[Photo-based referring expression data]
=== Begin Enclosure ===
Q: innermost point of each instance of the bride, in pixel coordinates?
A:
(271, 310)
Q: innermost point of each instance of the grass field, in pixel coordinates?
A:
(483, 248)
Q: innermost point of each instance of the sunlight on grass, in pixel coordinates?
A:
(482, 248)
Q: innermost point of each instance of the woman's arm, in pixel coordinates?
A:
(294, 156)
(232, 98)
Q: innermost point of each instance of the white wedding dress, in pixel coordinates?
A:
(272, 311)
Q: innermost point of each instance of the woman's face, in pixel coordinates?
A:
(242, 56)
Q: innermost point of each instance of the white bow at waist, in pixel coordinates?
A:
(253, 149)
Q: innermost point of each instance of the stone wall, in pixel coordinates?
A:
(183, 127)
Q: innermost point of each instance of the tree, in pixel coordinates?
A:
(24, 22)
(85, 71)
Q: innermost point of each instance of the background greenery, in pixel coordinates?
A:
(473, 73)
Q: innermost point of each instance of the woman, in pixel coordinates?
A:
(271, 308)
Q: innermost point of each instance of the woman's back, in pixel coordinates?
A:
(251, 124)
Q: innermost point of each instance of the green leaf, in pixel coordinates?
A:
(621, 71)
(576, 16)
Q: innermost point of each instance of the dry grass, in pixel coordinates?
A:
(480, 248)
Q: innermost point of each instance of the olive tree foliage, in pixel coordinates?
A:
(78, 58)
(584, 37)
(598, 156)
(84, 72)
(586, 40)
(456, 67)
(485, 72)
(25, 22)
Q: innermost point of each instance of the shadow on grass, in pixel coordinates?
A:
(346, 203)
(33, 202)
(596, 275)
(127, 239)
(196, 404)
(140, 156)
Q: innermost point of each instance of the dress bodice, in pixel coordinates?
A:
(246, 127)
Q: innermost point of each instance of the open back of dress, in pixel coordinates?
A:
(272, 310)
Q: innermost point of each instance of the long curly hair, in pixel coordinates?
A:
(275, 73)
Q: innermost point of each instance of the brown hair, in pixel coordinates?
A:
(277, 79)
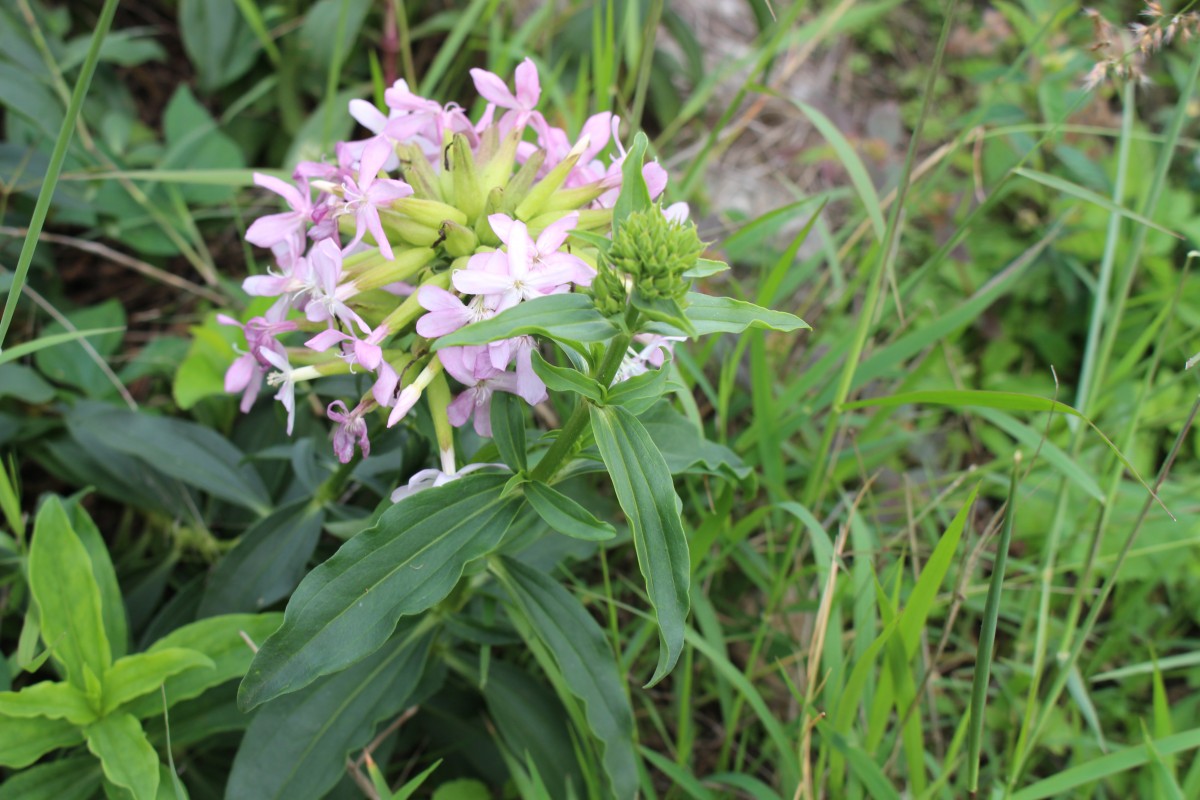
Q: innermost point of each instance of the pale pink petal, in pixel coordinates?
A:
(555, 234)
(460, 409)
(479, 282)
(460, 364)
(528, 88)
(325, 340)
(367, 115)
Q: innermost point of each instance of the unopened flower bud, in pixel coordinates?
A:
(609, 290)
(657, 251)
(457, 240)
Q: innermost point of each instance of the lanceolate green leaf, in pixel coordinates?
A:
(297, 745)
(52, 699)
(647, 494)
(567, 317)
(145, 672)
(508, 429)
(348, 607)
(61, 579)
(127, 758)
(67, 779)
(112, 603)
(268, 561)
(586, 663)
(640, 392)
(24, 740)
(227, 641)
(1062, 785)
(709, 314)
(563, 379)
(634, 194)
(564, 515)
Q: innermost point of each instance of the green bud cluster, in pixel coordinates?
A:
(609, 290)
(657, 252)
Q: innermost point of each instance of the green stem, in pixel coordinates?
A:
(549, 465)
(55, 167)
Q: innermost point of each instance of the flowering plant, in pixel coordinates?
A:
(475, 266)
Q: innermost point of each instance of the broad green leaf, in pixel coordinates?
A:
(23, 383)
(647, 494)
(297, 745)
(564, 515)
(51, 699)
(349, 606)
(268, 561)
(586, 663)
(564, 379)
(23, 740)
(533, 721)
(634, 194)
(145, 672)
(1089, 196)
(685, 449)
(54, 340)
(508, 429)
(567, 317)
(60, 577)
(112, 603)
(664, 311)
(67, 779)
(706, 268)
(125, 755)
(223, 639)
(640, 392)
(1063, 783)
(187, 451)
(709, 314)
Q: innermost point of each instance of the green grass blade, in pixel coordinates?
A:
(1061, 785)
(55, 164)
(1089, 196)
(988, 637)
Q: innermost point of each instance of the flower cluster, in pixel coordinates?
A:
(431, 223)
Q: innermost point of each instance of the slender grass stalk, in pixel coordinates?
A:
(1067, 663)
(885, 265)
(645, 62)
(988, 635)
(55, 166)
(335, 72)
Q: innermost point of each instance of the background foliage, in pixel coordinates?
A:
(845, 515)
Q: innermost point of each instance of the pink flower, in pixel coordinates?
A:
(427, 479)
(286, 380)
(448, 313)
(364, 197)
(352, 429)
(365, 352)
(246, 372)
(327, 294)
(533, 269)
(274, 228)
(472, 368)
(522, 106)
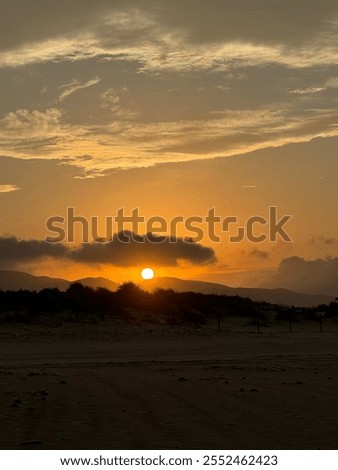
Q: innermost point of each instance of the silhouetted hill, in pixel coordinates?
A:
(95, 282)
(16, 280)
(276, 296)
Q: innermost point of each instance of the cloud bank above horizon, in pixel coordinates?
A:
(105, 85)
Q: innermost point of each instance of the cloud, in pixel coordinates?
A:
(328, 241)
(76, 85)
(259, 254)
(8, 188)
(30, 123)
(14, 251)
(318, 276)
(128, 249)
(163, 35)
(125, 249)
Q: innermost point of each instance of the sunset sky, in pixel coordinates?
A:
=== End Enclosure ===
=== Begin Enclosure ===
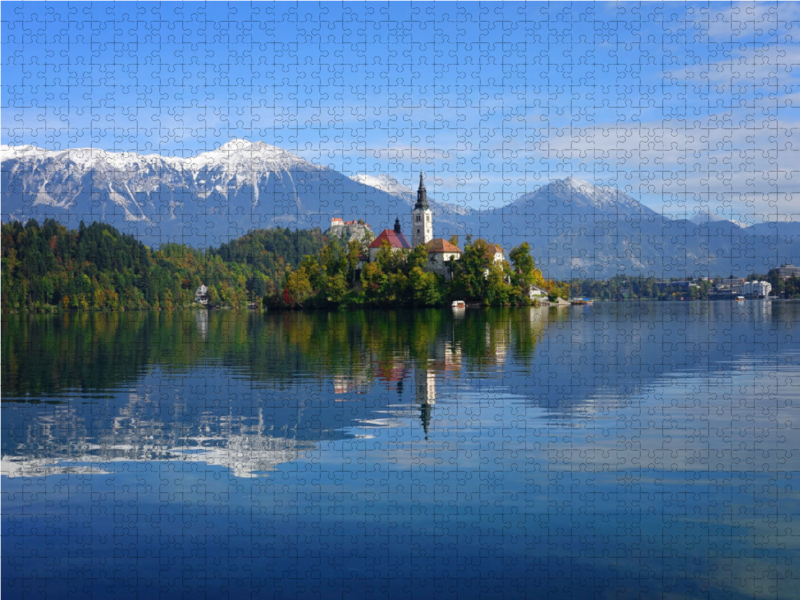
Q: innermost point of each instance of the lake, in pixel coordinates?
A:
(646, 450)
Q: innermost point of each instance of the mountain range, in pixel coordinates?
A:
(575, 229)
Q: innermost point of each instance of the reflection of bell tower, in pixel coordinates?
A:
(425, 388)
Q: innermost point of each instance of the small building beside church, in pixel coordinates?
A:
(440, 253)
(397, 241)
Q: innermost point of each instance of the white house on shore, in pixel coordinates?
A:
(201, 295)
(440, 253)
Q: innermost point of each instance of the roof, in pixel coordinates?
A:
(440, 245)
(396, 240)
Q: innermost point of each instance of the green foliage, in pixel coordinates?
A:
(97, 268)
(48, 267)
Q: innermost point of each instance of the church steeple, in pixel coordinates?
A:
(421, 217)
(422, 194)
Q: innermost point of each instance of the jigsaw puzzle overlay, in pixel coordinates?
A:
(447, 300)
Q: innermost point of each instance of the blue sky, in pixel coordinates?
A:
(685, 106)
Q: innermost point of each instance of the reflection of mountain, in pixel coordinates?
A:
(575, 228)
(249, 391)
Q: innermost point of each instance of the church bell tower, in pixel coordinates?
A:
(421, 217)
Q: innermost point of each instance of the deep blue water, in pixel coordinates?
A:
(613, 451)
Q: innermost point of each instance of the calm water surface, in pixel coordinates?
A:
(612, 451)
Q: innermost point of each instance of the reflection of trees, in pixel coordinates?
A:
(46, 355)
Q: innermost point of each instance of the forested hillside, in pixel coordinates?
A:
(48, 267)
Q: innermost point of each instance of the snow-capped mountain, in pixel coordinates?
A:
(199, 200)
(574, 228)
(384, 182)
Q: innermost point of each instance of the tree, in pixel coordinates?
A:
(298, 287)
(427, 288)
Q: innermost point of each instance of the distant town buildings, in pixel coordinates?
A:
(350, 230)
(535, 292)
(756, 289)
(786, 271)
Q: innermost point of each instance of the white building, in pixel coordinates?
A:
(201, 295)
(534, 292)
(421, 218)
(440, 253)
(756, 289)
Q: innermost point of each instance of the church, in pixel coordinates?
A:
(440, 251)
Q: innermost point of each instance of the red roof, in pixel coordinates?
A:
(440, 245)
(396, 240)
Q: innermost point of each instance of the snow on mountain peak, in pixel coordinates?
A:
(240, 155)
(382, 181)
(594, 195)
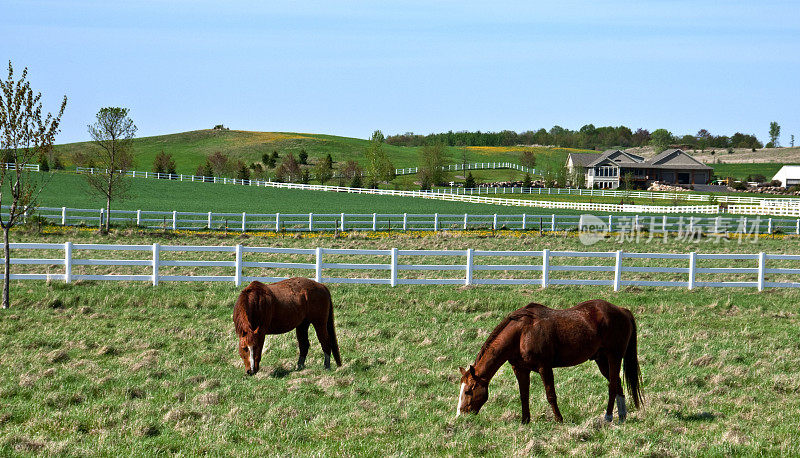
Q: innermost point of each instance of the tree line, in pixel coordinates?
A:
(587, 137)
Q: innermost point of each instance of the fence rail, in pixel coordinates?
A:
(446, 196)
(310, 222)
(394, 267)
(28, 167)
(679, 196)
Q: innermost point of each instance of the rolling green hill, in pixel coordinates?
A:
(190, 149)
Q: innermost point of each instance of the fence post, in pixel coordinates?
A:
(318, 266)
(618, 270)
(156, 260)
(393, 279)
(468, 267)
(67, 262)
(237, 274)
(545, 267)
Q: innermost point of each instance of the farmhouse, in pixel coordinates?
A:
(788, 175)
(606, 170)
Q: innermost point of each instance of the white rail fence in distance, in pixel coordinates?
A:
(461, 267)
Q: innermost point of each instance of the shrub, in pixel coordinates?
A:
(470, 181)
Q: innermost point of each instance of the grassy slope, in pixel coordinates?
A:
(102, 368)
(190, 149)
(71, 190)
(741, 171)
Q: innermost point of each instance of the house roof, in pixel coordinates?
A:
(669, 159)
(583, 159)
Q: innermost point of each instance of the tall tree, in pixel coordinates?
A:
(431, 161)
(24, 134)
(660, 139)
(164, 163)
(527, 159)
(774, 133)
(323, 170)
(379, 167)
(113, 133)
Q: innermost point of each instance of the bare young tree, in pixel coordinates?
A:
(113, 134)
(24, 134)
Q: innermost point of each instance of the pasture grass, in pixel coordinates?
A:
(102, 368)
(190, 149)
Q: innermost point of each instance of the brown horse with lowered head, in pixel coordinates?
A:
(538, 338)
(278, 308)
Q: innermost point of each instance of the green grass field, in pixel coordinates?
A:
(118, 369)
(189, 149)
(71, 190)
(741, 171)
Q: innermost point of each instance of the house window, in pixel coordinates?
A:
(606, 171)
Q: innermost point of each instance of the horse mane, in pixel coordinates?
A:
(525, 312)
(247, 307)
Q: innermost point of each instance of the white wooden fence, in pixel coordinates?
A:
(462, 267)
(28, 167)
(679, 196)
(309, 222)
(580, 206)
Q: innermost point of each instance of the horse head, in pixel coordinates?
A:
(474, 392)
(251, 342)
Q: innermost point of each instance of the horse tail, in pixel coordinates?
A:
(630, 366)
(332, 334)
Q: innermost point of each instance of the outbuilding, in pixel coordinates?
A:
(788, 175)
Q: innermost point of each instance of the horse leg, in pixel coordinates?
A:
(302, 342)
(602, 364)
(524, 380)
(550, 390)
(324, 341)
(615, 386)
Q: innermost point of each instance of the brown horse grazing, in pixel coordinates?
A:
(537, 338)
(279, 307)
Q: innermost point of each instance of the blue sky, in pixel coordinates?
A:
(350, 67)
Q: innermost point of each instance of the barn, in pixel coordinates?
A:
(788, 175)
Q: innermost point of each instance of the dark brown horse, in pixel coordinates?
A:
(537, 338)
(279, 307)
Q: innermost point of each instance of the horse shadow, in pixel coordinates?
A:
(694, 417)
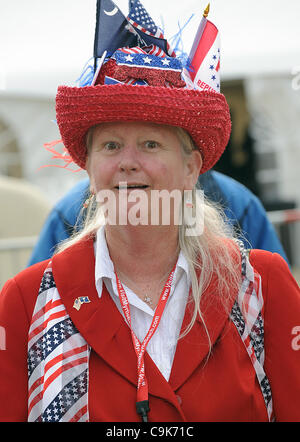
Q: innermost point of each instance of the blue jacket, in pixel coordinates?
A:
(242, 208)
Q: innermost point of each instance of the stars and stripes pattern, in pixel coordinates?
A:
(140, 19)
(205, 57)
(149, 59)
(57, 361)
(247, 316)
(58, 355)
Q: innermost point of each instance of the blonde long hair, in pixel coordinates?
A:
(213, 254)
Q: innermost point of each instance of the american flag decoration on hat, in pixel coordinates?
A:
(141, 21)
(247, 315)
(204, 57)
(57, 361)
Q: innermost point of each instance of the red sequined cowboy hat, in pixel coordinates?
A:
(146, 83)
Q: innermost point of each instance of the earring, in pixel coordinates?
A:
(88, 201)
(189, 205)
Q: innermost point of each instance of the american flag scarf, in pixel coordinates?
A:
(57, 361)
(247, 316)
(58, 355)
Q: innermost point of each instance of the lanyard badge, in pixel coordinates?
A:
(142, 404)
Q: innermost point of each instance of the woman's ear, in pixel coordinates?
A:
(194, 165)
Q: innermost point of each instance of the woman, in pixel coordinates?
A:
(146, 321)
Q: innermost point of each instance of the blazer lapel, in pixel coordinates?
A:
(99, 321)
=== End Enclosure ===
■ Exercise details
All lines in the data that contain the word "tower" should be copied.

■ Answer
Q: innermost point of each instance of the reflection of bell tower, in pixel coordinates?
Q: innermost point of each instance of the church bell tower, in pixel coordinates?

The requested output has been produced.